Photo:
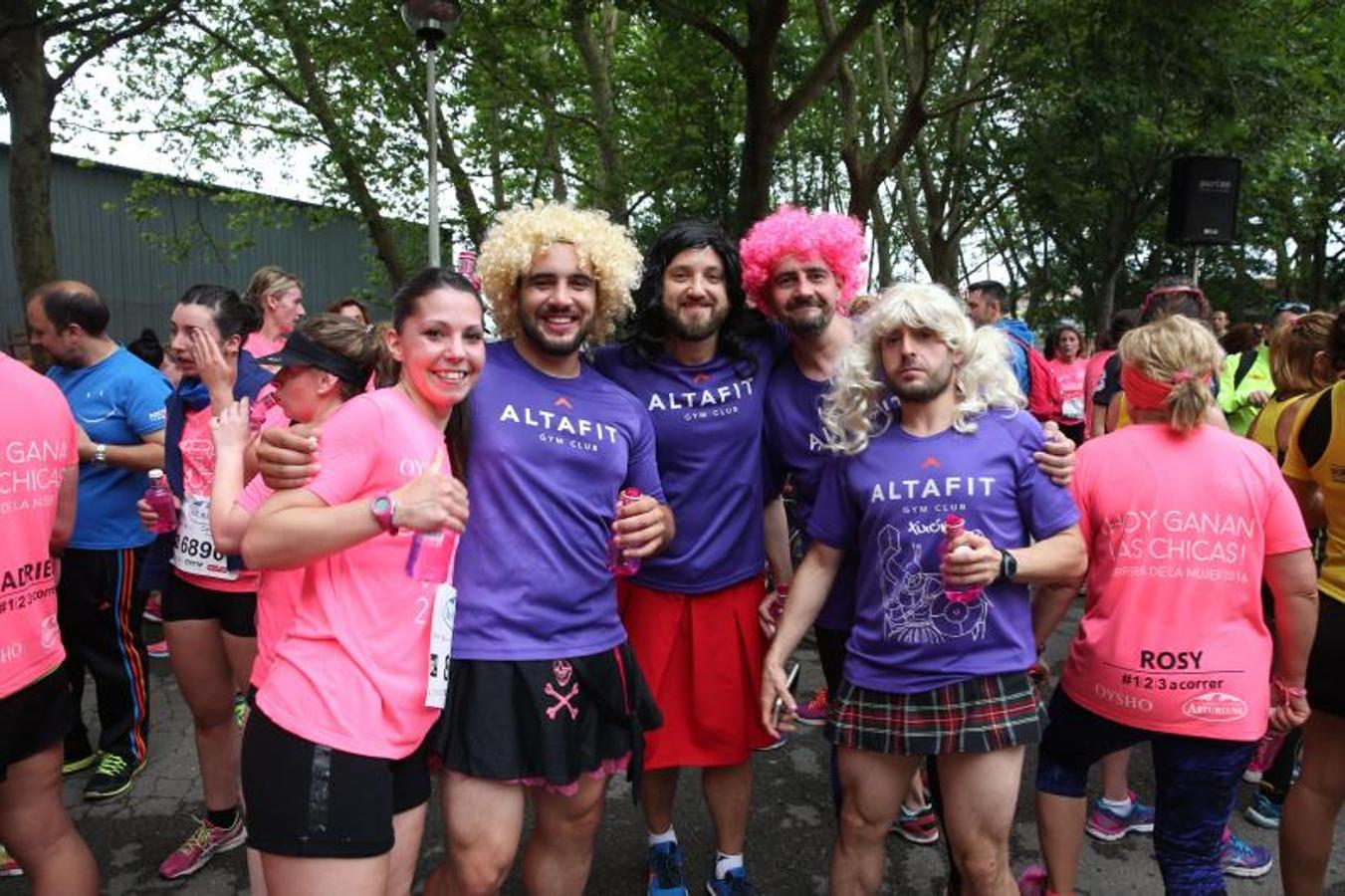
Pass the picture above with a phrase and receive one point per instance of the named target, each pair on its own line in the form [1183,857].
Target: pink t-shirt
[1071,378]
[1177,528]
[277,593]
[351,670]
[260,345]
[195,559]
[39,444]
[1092,373]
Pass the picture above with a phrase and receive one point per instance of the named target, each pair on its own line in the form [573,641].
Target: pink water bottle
[619,563]
[430,556]
[257,410]
[953,529]
[159,498]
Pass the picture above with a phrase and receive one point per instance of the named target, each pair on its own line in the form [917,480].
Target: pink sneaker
[1031,881]
[8,864]
[202,846]
[815,711]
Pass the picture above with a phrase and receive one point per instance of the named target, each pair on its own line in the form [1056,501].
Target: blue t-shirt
[115,401]
[708,424]
[795,447]
[545,464]
[889,502]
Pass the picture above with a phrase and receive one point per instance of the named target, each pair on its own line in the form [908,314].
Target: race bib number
[194,548]
[440,644]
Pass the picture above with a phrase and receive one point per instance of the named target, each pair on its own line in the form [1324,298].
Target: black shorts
[309,800]
[1326,662]
[545,722]
[236,609]
[34,717]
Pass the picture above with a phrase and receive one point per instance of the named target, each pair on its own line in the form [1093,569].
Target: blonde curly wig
[855,408]
[522,232]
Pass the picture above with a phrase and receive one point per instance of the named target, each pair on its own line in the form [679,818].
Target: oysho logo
[916,528]
[50,631]
[1215,707]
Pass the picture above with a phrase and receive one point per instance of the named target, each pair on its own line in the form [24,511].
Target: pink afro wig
[793,232]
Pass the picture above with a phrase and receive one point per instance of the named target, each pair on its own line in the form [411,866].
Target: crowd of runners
[570,513]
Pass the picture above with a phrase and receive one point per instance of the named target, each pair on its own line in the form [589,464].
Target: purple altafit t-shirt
[547,460]
[708,424]
[889,502]
[795,447]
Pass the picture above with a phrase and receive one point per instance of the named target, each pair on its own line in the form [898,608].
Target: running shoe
[202,846]
[1106,825]
[241,711]
[735,883]
[79,755]
[1031,881]
[1238,858]
[919,826]
[666,871]
[10,865]
[113,777]
[1264,811]
[815,711]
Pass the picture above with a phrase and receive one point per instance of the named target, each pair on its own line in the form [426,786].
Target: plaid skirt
[973,716]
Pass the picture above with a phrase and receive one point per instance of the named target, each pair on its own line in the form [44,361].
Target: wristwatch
[383,509]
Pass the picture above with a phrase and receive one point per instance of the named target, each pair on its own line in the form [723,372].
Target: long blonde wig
[525,230]
[855,409]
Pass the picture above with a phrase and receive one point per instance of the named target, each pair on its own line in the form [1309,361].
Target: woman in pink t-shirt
[326,360]
[41,474]
[1064,356]
[356,682]
[1183,521]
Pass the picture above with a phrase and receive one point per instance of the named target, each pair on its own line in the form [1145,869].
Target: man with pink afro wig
[836,241]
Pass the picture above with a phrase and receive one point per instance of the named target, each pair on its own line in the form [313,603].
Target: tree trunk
[1107,294]
[30,97]
[596,49]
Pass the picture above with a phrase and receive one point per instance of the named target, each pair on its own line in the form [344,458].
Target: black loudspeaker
[1203,199]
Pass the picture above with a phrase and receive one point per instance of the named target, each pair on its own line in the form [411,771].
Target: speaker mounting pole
[1196,259]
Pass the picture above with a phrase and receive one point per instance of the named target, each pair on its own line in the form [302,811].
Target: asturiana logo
[1215,707]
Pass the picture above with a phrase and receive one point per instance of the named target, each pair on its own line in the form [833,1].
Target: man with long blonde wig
[942,636]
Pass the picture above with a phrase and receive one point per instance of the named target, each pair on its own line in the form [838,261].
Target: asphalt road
[788,843]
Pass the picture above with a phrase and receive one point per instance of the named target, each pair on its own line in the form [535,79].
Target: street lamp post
[432,22]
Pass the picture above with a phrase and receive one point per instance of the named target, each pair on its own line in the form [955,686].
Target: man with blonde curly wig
[545,699]
[941,638]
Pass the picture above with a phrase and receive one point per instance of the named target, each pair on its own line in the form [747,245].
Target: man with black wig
[698,359]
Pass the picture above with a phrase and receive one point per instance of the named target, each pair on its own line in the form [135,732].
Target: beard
[552,344]
[805,325]
[700,330]
[936,382]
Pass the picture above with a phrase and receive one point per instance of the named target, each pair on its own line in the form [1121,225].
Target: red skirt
[701,657]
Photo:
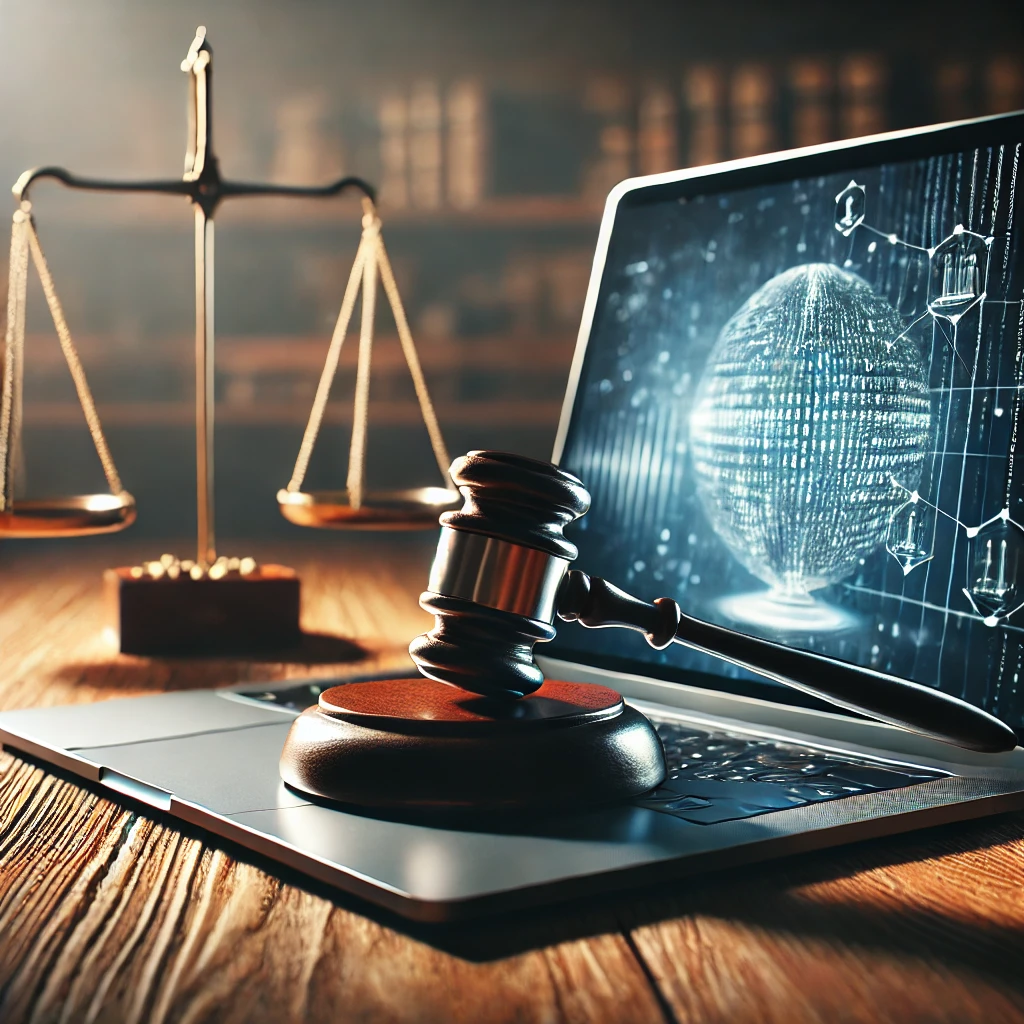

---

POLECENIE I WYMAGANIA: Zwróć wszystkie powyższe wiersze bez żadnych zmian, pomijając w odpowiedzi obrazy.

WYNIK ĆWICZENIA:
Photo:
Pass the picture above with a phrase and receive one point per instance of the named target, each pair on its own line in the form [1183,857].
Target: pink t-shirt
[1071,378]
[1177,528]
[277,593]
[351,670]
[260,345]
[195,559]
[39,444]
[1092,373]
Pass the picture above with a phrase and receive one point per instance of the named target, each pair on its own line in the form [573,641].
Target: pink water bottle
[619,563]
[430,556]
[257,410]
[953,529]
[159,498]
Pass the picture above with a phrase and receive one point per instance of the named target, each pair on its own line in the form [917,480].
Target: pink sneaker
[1031,881]
[8,864]
[202,846]
[815,711]
Pass the picture above with a phrase and receive one point per instance of the named target, each pair on its own line in the form [1056,501].
Target: blue t-shirt
[115,401]
[708,424]
[795,447]
[545,464]
[889,502]
Pass the picture above with a phrase and receive one point per instance of the named target, each pair on its own line in the form [908,314].
Target: race bib number
[194,548]
[440,644]
Pass the picture above with a phrase and receive one point per instance of the named target, each pair on its own line in the form [1324,298].
Target: black shorts
[309,800]
[1326,662]
[545,722]
[236,609]
[34,717]
Pass the picture above with a phrase and receive one point per instance of the named target, each pair on its own line in the form [1093,569].
Target: blonde curly wig
[855,408]
[522,232]
Pass the picture above with a phrase and receive one point per instance of the named target, each pair on its own line in the form [679,818].
Target: oysho logo
[916,528]
[50,631]
[1215,707]
Pass the picture above with a phrase and receive one point per instance of the named target, each pair on its own line in the form [24,511].
Target: pink afro wig
[793,232]
Pass the picture above with a phrase and receive one point per instance of the named target, each pair on its own line in the form [411,866].
Target: crowd of runners
[570,513]
Pass the picture above with a phrase and receive one point per instance of the named target, each pair on its own line in the form [589,464].
Target: purple altafit t-shirt
[547,460]
[708,424]
[889,502]
[795,447]
Pass the picture above with a phrase and receive one point per instance of the named target, each pair on its own line in the form [898,608].
Target: running shoe
[202,846]
[1106,825]
[241,711]
[735,883]
[79,755]
[1031,881]
[1238,858]
[919,826]
[666,871]
[10,865]
[113,777]
[1264,811]
[815,711]
Pass the picture above with a phrase and receive one point per instance of the named target, each pair on its own line in the form [426,786].
Target: plaid skirt
[973,716]
Pass the picture above with a phrase and receive one point per instance of the named target, each pair on its own line in the form [44,361].
Target: wristwatch
[383,509]
Pass the picture above with a phrase and receive one point per instance of the named target, each pair on its own line in the form [723,372].
Target: long blonde wig
[525,230]
[855,409]
Pass the picture above with a phrase and receive one point per instance of the named target, each pair on its own line in the form [1309,361].
Target: woman in pink t-shirt
[326,360]
[41,474]
[1064,356]
[356,682]
[1183,521]
Pass the picture above with a phrase and receive one point per instance of the named target, each pair on its own line in the form [1145,869].
Target: man with pink afro wig
[836,241]
Pass the picture above with a phrase and receive one point per instance of the named target, each pair on its own line in the form [313,603].
Target: tree trunk
[1107,294]
[30,97]
[596,49]
Pass the picture above with a phrase and receive one point per instance of the named target, each pair on its own line in the form [344,458].
Target: black loudspeaker
[1203,199]
Pass the picture above with a phrase and receive one point per instance of the named target, each pair on its own line in the form [411,771].
Target: speaker mounting pole
[1196,259]
Pass the picture above with a phrase and receive one point per instance of the named target, each pair on its own line in the form [302,811].
Target: asturiana logo
[1215,707]
Pass the picture above with a phrase and receive one point per instance of the named target, each pair on its own line in the form [833,1].
Target: man with long blonde wig
[942,636]
Pass the picture above with a phrase and receive one point per instance of the named target, each pair on its own line in the form [838,261].
Target: asphalt road
[788,843]
Pass the picture above with a phrase and receive one point per instance of the named target, each pair on its own line in the form [535,79].
Target: street lamp post
[432,22]
Pass the picture above with a phrase and receive one point per instance of the named target, each pair on its own line in the form [955,686].
Target: man with blonde curly wig
[545,699]
[941,638]
Pass the picture above with a phrase and receive one point per instance of the named target, each pair on its own line in the form [747,245].
Target: man with black wig
[698,359]
Pass the picture above with a phrase and receive one point per instance of the named target, each pair on its own line in the form [135,732].
Target: beard
[552,344]
[805,325]
[700,330]
[936,382]
Pass the picture above with a phrase and receive one point per instance of the named target, each pair on its own line in the form [1121,225].
Target: red skirt
[701,657]
Photo:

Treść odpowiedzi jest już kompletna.